→ Task instructions
Convert the stretch from the line containing "Point to one spot on every instance of the evergreen" through the line containing "[(979, 388)]" into a two-column CSV with the header columns item_text and item_answer. Include one row per item, and place each value in a single quoted field with any line breaks replaced by spaces.

___ Items

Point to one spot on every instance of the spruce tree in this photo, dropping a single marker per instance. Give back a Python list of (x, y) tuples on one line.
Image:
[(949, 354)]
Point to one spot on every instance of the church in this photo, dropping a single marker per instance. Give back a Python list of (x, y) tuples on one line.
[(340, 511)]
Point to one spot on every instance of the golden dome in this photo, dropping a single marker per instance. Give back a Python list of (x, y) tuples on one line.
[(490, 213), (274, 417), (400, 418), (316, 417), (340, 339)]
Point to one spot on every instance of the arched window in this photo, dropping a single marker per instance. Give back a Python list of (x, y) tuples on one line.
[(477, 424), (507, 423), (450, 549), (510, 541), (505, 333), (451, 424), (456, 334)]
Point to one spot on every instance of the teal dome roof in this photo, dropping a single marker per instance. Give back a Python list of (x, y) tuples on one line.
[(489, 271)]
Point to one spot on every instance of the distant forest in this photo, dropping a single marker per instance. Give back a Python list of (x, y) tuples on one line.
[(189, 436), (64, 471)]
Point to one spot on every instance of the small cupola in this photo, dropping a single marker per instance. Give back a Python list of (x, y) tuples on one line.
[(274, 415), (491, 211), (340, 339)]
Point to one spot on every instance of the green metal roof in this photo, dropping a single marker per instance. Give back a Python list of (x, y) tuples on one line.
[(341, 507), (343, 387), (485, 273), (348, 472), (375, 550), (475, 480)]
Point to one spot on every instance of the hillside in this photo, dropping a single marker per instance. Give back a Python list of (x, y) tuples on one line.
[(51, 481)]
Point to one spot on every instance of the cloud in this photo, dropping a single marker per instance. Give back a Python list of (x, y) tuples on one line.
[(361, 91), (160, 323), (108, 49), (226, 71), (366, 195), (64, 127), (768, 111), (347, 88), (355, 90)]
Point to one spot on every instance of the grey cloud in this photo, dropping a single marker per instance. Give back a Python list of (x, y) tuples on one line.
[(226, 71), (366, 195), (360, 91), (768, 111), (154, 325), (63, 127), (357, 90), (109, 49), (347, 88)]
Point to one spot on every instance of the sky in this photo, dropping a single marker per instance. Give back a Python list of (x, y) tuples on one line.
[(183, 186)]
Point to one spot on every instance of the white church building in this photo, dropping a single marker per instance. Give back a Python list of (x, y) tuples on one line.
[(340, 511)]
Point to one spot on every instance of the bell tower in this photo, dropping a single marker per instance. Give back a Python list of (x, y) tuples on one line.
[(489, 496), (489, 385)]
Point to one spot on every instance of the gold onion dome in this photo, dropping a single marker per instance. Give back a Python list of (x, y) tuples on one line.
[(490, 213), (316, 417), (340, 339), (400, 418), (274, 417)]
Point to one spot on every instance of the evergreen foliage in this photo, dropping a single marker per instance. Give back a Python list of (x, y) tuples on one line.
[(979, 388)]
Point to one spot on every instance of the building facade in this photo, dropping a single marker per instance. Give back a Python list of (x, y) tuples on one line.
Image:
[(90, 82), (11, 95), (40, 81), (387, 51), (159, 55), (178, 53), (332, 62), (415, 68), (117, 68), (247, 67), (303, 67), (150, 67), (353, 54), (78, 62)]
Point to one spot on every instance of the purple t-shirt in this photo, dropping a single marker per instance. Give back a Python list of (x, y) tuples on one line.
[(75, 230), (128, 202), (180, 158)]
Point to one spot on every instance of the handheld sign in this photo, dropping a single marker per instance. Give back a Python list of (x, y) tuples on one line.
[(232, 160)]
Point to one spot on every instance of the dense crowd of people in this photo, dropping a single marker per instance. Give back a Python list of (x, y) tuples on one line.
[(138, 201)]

______

→ Task result
item_text,item_answer
"Point to one spot on every instance of the evergreen foliage in this photo, dropping a single marker per instance. Give back a Python list of (x, y) tuples on one line.","[(979, 388)]"